▶ _WORK INSTRUCTIONS_: Collect each line in the records below that contains the word "building", and copy every such line in full.

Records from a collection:
— begin —

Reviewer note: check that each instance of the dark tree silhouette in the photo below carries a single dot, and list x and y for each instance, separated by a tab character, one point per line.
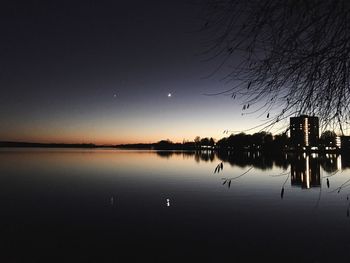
328	138
286	56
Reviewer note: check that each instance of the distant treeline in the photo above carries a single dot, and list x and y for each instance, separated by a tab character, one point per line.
261	141
256	141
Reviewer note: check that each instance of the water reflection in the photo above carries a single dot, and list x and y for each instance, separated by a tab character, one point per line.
305	171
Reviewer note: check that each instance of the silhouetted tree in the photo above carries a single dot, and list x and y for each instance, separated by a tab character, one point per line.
291	55
328	138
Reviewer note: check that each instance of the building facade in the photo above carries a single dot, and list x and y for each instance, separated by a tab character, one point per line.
304	131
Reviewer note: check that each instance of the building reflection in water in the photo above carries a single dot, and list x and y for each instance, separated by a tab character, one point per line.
305	171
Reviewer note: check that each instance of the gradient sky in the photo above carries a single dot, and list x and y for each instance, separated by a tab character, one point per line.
101	72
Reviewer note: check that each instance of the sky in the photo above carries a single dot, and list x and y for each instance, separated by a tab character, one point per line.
110	72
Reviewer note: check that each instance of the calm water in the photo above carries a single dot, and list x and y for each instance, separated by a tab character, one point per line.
133	206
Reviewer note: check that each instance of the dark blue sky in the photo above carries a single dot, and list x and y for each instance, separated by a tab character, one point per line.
101	71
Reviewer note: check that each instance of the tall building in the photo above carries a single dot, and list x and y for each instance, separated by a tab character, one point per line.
304	131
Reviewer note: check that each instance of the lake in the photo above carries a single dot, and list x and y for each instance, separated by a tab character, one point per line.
107	205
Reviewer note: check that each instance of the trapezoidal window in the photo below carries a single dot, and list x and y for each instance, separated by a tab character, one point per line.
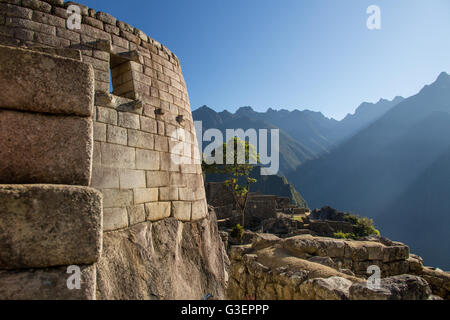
121	77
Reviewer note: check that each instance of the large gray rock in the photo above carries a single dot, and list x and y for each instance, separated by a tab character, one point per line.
39	82
48	225
333	288
167	259
38	148
46	284
403	287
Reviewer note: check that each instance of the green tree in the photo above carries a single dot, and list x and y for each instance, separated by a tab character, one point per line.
236	166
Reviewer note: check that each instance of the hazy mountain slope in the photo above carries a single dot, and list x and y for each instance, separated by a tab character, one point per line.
304	135
292	153
378	166
422	214
272	185
365	114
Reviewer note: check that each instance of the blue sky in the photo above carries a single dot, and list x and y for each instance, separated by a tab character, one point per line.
296	54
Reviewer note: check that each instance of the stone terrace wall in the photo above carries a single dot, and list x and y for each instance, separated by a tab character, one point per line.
135	129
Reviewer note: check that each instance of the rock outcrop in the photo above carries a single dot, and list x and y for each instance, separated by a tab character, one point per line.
145	231
168	259
316	268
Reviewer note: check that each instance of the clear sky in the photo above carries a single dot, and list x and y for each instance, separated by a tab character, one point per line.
296	54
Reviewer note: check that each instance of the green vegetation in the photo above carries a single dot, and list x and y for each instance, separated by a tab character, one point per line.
237	232
236	166
362	227
342	235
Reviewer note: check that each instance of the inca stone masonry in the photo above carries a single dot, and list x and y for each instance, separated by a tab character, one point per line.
86	176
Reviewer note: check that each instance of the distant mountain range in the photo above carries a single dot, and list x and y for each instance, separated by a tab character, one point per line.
389	160
272	185
396	170
304	135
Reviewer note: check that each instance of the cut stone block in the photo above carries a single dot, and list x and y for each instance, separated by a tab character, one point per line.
199	210
48	225
115	219
39	82
38	148
157	210
47	284
182	210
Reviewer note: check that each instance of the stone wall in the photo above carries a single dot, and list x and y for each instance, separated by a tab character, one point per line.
61	126
277	269
138	130
55	220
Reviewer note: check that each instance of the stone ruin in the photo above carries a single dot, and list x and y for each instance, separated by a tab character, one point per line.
109	182
319	268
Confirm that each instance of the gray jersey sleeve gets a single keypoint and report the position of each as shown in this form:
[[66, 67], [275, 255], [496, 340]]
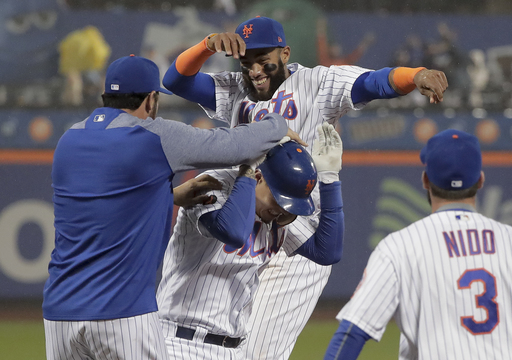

— end —

▶ _TASK OUTPUT_:
Reviewer note: check that each instance of the building facade in the photo above carries a single dot, and list x and y for each instance, separated by a tab character, one point per line.
Reviewer note: check that each instance of the building reflection in water in the photo above carries a single dot, and list x and y for each instance, separated by a tab character, one point per line.
Reviewer note: check that each instance of the tall building in the photo above carries a single dot, and list x and y for each instance, separated by a tab character, one point per line.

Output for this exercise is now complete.